STORED DATA =>
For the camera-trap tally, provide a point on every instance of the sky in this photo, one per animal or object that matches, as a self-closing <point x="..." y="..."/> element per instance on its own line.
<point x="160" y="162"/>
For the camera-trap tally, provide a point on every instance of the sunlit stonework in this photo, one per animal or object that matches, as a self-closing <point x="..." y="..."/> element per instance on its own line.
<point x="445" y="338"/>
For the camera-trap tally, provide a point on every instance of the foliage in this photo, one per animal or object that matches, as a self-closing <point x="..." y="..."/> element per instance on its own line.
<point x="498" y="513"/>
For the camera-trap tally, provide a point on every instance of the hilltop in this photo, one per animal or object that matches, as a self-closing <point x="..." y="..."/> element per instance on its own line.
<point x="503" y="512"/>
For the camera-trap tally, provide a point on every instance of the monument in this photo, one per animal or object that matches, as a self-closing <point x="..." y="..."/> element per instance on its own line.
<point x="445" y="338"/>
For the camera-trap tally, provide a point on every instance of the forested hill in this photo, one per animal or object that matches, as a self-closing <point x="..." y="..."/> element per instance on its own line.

YOUR ASSIGNMENT => In the records above, return precisely the line containing "of the monument" and each line that comes after it, up to the final one.

RESULT OF THE EXERCISE =>
For the camera-trap tally, provide a point on every instance of the monument in this photo, one per animal or object that matches, as a self-closing <point x="..." y="..."/> element per instance on its own line.
<point x="445" y="338"/>
For the camera-trap tally, provide a point on every instance of the forested hill in this photo, one per animal or object that matches, as a self-closing <point x="..." y="..."/> element per instance on its own line.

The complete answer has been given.